§ **Supplied data**

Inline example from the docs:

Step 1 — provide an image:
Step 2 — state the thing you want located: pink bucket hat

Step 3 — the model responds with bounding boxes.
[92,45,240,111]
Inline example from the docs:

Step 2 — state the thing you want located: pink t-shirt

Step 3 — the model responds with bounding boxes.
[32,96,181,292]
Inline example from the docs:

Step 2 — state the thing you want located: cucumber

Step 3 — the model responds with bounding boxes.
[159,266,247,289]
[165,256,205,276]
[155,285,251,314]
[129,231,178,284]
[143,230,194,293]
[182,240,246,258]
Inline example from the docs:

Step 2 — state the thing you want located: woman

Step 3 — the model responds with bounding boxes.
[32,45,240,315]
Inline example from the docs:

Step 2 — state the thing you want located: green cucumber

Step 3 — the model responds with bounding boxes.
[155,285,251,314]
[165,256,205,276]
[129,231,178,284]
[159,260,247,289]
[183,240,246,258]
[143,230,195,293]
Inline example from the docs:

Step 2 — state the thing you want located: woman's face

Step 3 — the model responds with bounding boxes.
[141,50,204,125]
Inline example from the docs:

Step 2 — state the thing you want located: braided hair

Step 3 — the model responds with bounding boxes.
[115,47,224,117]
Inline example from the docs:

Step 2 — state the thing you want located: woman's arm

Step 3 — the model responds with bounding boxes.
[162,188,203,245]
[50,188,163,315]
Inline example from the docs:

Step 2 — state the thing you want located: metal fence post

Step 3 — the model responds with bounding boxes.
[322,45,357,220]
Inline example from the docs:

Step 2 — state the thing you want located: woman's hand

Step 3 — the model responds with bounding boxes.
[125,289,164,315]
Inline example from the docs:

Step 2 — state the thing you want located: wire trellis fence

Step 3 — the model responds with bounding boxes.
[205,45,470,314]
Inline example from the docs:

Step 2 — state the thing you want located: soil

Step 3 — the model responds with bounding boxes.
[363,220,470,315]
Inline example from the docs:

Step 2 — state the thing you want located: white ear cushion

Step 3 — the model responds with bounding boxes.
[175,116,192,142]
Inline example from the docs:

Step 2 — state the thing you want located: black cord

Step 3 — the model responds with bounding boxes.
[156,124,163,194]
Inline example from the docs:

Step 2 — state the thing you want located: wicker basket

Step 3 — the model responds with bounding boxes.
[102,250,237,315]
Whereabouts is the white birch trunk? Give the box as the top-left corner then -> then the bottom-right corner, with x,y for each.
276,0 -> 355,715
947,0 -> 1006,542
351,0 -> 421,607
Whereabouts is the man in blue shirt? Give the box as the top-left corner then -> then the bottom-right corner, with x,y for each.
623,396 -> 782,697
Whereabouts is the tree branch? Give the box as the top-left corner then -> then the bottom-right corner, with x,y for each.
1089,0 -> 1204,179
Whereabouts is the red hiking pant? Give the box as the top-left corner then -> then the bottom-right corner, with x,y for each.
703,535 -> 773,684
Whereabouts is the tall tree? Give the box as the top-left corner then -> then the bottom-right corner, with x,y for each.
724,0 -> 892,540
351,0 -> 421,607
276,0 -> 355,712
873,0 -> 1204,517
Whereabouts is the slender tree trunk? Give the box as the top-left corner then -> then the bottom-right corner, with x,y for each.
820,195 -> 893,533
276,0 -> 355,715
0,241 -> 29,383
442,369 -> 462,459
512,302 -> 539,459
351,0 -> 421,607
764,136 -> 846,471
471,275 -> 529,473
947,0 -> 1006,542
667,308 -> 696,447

§ **What the exercise asks**
Arrange the stretch from the start of the data through the line that contains "[363,220,470,315]" as a Markdown table with two columns, Row and Line, giving each line its own numbered row and leaving out blank lines.

§ **Output of the task**
| Row | Line |
|---|---|
| 1 | Inline example from the docs: |
| 2 | Step 1 — provide an image: |
| 3 | Step 2 — state the thing you want located: pink bucket hat |
| 4 | Step 3 — the model responds with bounding boxes. |
| 5 | [92,45,240,111] |
| 6 | Inline example from the docs: |
| 7 | Step 2 — state the thing you want located: pink t-shirt |
| 8 | Step 3 — the model responds with bounding boxes. |
| 9 | [32,96,181,292] |
| 10 | Inline example from the docs: |
| 11 | Step 2 — state the thing you want located: cucumber |
| 12 | Step 3 — the model responds with bounding boxes. |
| 13 | [159,266,247,289] |
| 14 | [165,256,205,276] |
| 15 | [155,285,251,314] |
| 16 | [129,231,178,284] |
| 17 | [143,230,194,293] |
| 18 | [182,240,246,258] |
| 19 | Inline example from the docs: |
| 20 | Step 2 — state the thing you want located: woman |
| 21 | Step 3 — the model responds with bounding boxes. |
| 22 | [32,45,240,315] |
| 23 | Inline example from the docs: |
| 24 | Step 2 — state the thing you want located: green cucumber |
| 25 | Step 3 — the model responds with bounding boxes. |
| 26 | [155,285,251,314] |
| 27 | [165,256,205,276] |
| 28 | [129,231,178,284] |
| 29 | [159,260,247,289] |
| 30 | [183,240,246,258] |
| 31 | [143,230,195,293] |
| 32 | Inline example from the docs: |
| 33 | Step 2 — state the thing you want located: woman's face |
| 34 | Step 3 — the model responds with bounding boxes. |
| 35 | [141,50,204,125] |
| 36 | Inline example from the docs: |
| 37 | Step 2 — state the thing you want located: braided hair |
| 38 | Step 3 — the model responds with bounding boxes. |
| 39 | [115,47,224,117] |
| 40 | Inline example from the docs: |
| 41 | Step 2 — state the thing you want located: woman's arm |
| 42 | Step 3 — the model responds with bounding boxes. |
| 43 | [162,188,203,245] |
| 44 | [50,188,163,315] |
| 45 | Inline example from the docs: |
| 46 | Step 2 — state the thing you want located: metal fence post |
| 47 | Step 3 — the model responds with bounding boxes. |
| 48 | [322,45,357,220] |
| 49 | Inline example from the docs: |
| 50 | Step 2 — state the thing you want located: woman's hand |
| 51 | Step 3 — the model responds with bounding boxes. |
| 52 | [125,289,164,315] |
| 53 | Inline example from the docs: |
| 54 | Step 2 — state the thing you want located: wire trellis fence |
| 55 | Step 3 — the model responds with bounding boxes. |
| 56 | [205,45,470,314] |
| 57 | Inline example from the docs: |
| 58 | Step 2 — state the thing you want located: soil |
| 59 | Step 3 — the model responds with bounding boxes. |
| 60 | [363,220,470,315] |